> WHAT IS NEEDED
Find the string "closet" in the listing and report every line that has it.

--*--

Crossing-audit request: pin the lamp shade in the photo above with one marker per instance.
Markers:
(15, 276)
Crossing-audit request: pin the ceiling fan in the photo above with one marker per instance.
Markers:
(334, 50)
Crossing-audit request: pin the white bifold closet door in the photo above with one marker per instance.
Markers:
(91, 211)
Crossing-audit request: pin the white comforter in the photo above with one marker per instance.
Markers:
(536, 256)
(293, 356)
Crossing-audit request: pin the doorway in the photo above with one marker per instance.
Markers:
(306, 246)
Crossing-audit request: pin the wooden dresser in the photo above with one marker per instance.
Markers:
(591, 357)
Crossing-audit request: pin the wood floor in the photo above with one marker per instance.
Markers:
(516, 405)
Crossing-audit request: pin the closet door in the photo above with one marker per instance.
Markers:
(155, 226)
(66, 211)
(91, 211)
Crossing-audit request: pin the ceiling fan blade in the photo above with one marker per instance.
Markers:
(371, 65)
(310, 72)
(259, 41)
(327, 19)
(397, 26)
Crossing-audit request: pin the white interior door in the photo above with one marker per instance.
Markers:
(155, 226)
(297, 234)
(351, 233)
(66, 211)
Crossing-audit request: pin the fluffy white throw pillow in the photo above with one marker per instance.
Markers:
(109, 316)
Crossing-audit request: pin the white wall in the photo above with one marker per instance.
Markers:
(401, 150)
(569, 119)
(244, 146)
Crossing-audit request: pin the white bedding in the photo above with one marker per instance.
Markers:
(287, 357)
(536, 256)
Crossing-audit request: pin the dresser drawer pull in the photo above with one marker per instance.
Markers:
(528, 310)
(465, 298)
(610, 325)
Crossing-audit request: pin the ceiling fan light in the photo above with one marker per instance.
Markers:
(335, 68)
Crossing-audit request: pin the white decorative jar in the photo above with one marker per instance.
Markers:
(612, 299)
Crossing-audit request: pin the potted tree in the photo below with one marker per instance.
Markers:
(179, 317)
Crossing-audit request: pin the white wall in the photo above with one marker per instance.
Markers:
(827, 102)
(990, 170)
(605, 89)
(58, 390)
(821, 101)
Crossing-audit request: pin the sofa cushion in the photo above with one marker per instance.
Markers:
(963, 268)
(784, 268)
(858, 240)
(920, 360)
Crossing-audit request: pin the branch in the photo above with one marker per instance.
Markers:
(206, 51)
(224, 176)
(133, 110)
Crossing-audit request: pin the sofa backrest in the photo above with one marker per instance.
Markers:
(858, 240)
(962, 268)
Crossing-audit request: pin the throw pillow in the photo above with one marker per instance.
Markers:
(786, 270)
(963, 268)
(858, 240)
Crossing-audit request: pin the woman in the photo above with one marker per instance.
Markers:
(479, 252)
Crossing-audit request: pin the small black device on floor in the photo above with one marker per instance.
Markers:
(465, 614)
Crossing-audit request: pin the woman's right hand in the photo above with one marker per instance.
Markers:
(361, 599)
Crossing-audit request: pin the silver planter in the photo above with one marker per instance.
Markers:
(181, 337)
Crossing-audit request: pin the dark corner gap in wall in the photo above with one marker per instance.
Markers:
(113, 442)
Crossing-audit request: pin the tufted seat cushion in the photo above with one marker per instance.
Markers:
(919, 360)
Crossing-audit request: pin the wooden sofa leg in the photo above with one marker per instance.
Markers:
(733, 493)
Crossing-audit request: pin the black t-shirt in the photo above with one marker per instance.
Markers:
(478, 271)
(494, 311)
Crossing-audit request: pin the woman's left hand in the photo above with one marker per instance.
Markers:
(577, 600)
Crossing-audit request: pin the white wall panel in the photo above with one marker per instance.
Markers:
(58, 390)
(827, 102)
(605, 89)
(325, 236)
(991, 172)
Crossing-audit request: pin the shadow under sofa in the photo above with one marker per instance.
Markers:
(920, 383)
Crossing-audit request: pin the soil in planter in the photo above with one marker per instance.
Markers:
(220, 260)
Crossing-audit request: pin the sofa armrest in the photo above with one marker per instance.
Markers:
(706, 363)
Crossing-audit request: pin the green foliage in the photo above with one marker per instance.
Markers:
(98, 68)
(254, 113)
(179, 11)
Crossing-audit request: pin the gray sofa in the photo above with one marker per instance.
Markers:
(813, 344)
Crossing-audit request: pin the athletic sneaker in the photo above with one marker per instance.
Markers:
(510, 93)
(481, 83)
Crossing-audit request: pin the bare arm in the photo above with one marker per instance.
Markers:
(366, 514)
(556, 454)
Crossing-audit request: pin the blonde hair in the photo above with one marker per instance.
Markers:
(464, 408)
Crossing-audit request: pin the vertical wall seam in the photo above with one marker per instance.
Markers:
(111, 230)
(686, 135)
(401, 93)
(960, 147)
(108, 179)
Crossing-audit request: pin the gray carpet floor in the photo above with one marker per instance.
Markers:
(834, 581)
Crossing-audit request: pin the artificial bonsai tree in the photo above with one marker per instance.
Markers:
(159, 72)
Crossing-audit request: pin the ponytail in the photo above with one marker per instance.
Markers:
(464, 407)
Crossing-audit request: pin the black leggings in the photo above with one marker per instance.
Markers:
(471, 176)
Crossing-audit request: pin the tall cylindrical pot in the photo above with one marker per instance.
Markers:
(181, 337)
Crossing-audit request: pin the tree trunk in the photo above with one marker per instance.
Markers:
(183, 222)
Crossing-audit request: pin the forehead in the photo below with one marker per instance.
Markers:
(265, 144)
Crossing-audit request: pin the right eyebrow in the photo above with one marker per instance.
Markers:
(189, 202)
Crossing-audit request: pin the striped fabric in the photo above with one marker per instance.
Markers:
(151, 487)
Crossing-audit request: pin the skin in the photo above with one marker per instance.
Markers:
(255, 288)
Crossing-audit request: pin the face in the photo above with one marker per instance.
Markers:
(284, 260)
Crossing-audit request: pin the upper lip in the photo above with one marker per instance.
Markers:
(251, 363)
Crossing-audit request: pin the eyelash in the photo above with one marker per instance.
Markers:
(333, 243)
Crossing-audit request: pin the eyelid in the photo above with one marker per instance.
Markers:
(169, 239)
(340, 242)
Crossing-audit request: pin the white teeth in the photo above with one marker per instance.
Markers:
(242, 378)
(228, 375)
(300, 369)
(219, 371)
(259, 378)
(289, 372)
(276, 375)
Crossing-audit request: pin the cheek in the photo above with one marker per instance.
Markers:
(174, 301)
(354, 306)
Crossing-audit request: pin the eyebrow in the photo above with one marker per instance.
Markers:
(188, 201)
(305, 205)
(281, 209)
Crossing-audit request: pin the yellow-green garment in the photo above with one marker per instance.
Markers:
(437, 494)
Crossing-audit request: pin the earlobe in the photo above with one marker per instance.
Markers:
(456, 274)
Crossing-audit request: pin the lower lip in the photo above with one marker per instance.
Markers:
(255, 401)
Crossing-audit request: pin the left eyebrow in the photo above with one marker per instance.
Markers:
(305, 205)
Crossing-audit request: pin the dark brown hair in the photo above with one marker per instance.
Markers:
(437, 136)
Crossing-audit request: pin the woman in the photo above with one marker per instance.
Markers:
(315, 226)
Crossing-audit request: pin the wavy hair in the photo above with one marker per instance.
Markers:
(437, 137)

--*--

> WRITTEN ANSWER
Crossing-audit request: pin the white bifold closet door in the photo above with one marker per instance.
Crossing-audit request: pin the closet door in the photo above with one marker per instance.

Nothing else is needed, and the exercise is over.